#### Requirements
Count the lines in the records that contain the word "dark" and give only the number.
[Start Data for the task]
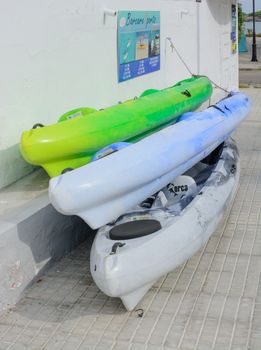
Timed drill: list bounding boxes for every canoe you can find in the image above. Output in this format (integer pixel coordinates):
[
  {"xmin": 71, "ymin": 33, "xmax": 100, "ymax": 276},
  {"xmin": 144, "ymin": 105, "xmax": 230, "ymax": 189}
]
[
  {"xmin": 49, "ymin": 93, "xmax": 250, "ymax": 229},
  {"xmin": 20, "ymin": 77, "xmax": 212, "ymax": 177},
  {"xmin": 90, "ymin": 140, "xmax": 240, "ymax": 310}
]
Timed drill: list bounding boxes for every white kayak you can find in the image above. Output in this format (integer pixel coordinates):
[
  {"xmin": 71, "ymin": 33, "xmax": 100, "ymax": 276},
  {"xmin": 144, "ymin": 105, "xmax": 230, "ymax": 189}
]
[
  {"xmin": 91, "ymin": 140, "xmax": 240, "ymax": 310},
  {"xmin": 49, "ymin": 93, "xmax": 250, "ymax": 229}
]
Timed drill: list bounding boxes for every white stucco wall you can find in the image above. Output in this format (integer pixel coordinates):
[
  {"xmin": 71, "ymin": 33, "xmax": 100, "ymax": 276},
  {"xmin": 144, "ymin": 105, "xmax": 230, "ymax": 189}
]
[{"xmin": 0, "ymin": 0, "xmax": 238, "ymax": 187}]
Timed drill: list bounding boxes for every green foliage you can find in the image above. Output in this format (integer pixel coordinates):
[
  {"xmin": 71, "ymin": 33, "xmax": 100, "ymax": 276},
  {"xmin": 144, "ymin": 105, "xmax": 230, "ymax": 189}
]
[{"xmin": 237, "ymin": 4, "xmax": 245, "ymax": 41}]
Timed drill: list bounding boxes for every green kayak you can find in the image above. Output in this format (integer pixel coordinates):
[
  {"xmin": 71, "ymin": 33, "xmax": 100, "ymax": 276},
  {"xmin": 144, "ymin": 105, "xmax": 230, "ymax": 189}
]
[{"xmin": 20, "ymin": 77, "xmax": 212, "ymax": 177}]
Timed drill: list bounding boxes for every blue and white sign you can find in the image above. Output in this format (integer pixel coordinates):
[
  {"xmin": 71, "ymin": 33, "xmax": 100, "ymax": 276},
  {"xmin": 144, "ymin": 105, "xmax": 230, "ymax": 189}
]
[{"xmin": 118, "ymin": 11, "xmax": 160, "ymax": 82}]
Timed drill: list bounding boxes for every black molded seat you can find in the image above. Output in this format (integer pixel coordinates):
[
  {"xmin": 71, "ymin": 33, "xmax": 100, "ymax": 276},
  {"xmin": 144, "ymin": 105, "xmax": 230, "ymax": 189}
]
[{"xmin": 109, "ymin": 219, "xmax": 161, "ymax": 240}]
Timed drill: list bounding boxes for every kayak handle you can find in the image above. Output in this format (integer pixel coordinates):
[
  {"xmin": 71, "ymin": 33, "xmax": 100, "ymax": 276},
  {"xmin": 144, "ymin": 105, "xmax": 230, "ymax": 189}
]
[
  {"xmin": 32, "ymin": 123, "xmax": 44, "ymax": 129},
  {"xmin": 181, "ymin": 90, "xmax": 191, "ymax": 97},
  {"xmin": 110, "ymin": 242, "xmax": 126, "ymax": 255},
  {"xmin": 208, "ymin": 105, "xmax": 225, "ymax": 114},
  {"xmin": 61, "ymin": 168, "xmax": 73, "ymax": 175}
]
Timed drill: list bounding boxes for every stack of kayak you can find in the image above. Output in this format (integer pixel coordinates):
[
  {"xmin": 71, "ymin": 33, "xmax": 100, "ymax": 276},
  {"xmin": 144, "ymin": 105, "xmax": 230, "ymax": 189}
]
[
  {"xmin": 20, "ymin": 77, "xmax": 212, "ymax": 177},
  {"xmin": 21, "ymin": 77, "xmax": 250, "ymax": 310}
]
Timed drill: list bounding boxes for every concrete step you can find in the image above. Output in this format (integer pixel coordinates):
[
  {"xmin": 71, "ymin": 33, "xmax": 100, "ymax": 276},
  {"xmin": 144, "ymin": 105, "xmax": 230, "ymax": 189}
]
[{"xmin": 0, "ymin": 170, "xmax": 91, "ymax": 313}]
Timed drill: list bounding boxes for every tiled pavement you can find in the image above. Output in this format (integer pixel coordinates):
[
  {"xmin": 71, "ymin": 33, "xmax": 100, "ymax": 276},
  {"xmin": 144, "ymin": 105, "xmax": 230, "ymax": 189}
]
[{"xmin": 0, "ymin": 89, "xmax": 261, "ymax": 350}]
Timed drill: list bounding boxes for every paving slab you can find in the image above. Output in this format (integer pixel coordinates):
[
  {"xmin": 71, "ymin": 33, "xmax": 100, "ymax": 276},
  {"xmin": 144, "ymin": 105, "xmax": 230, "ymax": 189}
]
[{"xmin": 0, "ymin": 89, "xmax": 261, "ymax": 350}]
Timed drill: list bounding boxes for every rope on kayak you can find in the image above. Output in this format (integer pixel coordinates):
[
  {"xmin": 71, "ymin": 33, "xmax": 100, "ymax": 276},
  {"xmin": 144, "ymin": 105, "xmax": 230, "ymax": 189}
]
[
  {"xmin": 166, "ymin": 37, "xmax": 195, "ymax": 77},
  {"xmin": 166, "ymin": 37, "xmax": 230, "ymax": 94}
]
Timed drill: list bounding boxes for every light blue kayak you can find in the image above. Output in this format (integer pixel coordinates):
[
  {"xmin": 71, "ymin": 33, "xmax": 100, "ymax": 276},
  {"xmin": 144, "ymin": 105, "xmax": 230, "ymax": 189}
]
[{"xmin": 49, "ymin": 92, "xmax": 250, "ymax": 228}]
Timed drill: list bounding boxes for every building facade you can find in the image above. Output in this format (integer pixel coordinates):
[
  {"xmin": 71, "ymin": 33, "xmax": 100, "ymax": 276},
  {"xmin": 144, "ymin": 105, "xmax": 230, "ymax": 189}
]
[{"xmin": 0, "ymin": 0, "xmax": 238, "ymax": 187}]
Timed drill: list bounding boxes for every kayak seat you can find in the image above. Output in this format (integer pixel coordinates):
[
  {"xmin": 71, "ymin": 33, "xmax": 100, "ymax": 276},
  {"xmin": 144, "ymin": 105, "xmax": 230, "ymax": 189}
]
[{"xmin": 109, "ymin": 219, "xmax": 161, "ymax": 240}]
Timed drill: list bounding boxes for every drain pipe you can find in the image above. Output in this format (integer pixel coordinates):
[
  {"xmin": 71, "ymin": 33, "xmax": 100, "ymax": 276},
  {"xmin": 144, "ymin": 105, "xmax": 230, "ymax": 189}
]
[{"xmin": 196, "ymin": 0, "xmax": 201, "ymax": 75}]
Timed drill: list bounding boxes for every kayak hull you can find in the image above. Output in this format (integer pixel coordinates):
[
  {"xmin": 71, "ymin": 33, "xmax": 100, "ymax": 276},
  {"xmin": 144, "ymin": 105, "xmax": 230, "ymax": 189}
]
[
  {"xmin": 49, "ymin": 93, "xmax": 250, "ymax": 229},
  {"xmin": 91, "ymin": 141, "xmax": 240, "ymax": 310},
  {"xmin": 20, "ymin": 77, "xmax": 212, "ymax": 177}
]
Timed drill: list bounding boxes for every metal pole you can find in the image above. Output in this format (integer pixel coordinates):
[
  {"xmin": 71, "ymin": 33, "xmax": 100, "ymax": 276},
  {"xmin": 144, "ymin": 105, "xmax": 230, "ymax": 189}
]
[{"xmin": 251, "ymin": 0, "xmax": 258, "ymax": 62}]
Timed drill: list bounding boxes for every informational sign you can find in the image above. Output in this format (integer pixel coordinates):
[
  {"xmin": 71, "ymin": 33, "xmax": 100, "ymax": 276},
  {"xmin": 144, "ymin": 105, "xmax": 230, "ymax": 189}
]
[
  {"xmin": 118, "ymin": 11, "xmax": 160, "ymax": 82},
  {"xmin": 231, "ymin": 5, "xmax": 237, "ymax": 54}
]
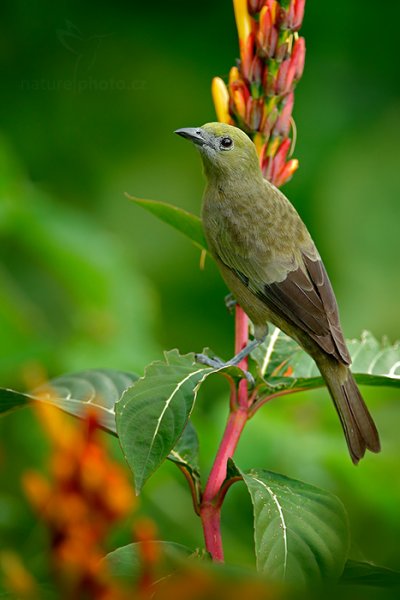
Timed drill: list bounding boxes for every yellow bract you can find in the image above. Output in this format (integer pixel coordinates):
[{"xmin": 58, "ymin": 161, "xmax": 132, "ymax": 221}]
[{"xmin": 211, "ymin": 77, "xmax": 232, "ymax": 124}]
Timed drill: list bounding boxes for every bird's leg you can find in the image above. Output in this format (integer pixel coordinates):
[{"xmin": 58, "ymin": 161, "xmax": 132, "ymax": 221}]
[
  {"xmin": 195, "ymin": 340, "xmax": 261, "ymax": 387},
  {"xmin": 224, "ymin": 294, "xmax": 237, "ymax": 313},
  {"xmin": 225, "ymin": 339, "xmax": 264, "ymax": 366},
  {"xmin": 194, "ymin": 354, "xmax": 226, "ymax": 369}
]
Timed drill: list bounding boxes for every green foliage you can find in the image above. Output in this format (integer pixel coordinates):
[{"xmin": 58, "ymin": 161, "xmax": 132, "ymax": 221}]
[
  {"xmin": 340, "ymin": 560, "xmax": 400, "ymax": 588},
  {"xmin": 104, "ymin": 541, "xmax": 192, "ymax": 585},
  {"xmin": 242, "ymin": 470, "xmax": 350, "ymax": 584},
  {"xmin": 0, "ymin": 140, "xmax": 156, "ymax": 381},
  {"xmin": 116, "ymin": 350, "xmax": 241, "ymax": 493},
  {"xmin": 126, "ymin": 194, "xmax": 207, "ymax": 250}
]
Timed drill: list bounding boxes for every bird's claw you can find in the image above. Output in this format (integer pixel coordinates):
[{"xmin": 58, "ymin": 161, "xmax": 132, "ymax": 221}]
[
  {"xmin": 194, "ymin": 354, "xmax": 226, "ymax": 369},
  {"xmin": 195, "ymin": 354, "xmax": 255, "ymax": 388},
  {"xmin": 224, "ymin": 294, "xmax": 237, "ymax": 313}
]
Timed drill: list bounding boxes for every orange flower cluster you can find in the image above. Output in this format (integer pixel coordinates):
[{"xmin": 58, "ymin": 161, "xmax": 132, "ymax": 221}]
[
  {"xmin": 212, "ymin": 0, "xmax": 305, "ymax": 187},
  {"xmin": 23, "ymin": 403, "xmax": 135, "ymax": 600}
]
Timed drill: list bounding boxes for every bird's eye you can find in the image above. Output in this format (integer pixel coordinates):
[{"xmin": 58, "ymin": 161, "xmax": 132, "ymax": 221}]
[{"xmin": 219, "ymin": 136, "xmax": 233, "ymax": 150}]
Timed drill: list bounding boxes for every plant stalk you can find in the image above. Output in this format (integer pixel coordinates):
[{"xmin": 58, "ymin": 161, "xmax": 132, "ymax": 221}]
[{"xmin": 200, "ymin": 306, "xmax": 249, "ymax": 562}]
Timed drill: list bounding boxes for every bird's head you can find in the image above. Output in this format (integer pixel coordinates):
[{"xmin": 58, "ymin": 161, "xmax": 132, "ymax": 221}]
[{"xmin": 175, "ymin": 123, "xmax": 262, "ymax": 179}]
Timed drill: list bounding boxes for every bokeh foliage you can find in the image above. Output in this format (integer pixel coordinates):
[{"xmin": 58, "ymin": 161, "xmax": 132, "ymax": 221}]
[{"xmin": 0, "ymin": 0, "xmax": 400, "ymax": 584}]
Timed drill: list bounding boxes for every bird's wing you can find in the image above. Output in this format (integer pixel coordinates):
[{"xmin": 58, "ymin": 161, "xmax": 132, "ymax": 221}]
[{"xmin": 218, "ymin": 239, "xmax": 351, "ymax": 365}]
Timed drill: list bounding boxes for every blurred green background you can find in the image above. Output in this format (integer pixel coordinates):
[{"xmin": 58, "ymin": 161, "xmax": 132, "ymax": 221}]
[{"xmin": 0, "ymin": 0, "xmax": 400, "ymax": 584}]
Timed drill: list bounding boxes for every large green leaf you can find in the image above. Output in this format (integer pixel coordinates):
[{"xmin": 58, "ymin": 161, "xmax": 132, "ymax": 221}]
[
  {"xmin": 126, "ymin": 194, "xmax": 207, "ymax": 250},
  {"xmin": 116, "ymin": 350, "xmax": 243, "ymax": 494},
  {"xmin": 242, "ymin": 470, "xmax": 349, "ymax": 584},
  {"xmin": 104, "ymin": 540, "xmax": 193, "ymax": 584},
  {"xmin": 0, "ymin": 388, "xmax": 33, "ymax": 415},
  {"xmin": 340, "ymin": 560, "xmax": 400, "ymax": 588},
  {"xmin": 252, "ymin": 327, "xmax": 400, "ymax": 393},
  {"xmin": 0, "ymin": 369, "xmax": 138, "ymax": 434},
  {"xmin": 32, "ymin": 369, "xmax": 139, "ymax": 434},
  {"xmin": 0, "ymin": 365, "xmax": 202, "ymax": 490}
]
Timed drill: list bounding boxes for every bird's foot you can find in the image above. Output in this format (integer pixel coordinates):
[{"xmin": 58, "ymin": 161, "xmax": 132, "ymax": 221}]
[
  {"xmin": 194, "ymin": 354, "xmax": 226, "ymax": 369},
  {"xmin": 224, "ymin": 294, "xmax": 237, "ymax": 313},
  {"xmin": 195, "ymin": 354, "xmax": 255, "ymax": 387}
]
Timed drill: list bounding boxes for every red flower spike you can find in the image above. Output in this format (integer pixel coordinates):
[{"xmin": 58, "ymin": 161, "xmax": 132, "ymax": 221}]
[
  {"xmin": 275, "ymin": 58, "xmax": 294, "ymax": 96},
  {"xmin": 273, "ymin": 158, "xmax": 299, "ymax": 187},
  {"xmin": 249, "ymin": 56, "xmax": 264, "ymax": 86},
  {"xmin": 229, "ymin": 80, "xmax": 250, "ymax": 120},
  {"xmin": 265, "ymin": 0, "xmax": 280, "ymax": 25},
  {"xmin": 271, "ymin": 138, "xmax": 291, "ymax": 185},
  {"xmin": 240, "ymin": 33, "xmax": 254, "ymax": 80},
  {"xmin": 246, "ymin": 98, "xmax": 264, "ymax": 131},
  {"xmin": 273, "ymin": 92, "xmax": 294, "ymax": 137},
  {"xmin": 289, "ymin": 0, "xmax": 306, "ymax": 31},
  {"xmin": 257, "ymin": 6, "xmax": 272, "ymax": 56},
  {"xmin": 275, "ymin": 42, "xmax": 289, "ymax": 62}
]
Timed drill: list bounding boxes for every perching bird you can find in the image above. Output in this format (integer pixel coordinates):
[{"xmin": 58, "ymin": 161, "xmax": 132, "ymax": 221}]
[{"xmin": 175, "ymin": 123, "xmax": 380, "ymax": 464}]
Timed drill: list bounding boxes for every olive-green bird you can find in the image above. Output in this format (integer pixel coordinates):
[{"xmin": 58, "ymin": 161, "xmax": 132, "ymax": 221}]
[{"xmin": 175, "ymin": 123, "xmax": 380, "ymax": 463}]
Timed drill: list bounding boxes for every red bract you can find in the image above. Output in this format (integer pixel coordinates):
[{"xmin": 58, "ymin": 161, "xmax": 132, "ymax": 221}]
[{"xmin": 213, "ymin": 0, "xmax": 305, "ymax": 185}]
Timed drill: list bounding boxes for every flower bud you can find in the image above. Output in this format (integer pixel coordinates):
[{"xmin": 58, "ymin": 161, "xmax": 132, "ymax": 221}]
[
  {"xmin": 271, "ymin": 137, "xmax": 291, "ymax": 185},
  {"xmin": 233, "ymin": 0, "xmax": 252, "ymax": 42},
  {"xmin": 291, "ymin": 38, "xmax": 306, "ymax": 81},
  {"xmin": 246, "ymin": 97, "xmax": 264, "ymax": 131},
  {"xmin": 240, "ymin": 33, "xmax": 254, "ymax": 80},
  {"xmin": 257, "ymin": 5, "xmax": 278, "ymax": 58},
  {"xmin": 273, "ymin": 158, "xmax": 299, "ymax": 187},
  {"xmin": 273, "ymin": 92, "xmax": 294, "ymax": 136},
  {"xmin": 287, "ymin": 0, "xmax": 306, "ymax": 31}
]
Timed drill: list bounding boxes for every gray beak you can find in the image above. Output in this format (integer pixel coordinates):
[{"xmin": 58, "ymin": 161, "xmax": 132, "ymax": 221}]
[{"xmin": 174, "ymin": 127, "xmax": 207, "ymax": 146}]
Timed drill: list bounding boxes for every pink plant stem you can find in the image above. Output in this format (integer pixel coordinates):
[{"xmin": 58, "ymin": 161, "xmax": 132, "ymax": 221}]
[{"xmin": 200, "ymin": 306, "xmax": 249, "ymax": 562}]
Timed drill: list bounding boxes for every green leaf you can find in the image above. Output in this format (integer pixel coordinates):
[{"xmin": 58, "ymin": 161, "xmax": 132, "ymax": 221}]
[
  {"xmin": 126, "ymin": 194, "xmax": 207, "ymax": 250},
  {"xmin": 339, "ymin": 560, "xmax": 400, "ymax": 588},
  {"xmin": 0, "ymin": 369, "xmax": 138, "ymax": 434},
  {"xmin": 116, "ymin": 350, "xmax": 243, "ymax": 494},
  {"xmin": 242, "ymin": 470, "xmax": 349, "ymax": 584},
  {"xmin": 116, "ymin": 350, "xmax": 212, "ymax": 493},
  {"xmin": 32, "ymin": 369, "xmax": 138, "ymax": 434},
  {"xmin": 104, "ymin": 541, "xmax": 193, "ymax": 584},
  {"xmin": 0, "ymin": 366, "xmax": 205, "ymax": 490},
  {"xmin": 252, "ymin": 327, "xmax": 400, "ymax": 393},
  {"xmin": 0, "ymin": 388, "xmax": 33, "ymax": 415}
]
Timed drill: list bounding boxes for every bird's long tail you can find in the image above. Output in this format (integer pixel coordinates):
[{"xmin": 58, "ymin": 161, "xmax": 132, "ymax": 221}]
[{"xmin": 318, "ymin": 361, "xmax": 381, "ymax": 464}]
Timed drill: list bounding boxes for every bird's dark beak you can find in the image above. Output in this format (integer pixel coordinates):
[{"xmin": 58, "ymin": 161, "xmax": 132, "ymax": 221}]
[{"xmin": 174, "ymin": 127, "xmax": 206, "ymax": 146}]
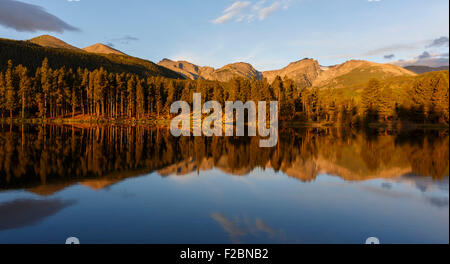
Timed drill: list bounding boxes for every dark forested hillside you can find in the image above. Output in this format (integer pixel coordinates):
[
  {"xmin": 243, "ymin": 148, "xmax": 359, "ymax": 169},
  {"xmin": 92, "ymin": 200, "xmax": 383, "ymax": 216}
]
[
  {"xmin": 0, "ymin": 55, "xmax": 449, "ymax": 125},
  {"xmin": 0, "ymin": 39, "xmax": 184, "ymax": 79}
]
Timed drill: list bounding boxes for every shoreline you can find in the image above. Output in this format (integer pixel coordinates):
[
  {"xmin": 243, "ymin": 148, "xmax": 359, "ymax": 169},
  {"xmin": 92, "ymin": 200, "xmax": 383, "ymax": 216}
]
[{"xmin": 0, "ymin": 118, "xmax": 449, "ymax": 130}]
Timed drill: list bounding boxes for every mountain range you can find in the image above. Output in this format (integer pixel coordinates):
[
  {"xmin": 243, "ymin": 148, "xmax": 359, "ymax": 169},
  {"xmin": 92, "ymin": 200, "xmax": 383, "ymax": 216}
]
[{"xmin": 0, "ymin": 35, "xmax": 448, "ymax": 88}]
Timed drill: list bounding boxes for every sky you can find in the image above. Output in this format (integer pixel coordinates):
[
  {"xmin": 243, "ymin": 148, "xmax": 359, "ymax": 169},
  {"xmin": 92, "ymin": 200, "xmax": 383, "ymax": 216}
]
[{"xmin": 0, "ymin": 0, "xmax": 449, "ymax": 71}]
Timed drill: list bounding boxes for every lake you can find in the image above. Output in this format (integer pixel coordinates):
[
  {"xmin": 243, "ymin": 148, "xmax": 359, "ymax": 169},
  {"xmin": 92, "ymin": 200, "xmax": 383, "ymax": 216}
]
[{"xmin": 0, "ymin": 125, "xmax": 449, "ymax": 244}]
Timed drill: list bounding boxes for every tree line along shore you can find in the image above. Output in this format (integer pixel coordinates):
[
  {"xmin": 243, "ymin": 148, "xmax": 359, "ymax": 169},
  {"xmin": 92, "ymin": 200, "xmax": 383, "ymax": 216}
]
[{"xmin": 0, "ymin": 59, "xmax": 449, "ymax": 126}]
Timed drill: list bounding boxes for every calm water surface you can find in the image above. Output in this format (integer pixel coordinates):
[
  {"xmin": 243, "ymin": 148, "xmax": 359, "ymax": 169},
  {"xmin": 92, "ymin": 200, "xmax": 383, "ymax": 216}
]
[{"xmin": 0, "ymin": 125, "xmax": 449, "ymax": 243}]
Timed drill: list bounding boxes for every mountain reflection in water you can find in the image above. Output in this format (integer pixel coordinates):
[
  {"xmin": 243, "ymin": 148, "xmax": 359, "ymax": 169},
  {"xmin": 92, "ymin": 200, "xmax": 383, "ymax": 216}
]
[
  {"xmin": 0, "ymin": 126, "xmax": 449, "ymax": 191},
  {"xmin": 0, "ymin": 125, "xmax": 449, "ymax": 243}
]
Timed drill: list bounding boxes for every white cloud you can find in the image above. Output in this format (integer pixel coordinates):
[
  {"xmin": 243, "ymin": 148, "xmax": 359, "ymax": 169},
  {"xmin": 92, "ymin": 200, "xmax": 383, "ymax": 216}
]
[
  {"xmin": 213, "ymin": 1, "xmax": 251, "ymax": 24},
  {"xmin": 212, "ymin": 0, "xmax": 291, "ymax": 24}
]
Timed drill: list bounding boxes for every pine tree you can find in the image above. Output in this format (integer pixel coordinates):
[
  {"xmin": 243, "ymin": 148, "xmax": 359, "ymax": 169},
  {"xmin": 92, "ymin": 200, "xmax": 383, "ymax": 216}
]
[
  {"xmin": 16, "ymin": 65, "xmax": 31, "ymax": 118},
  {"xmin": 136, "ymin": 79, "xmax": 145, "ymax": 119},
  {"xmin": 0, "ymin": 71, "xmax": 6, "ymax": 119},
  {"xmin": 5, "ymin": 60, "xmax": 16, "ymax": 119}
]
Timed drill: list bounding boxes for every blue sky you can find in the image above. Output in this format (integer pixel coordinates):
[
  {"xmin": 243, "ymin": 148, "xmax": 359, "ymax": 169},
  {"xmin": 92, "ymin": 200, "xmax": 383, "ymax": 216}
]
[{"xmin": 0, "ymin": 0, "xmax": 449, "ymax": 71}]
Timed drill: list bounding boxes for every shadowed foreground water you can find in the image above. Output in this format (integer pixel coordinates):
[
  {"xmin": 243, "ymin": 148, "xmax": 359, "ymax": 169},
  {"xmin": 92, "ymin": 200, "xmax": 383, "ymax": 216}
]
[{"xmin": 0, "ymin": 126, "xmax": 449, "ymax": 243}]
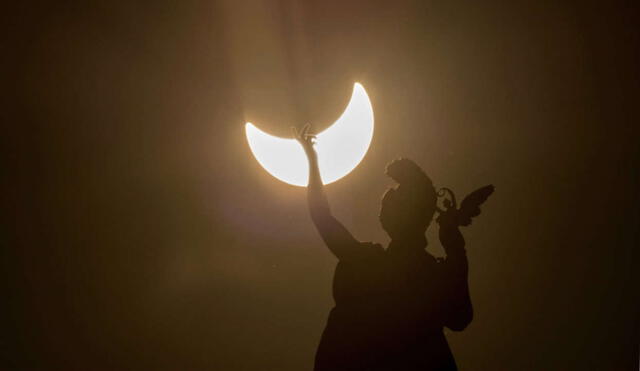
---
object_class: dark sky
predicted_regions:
[End Data for the task]
#### Exercise solution
3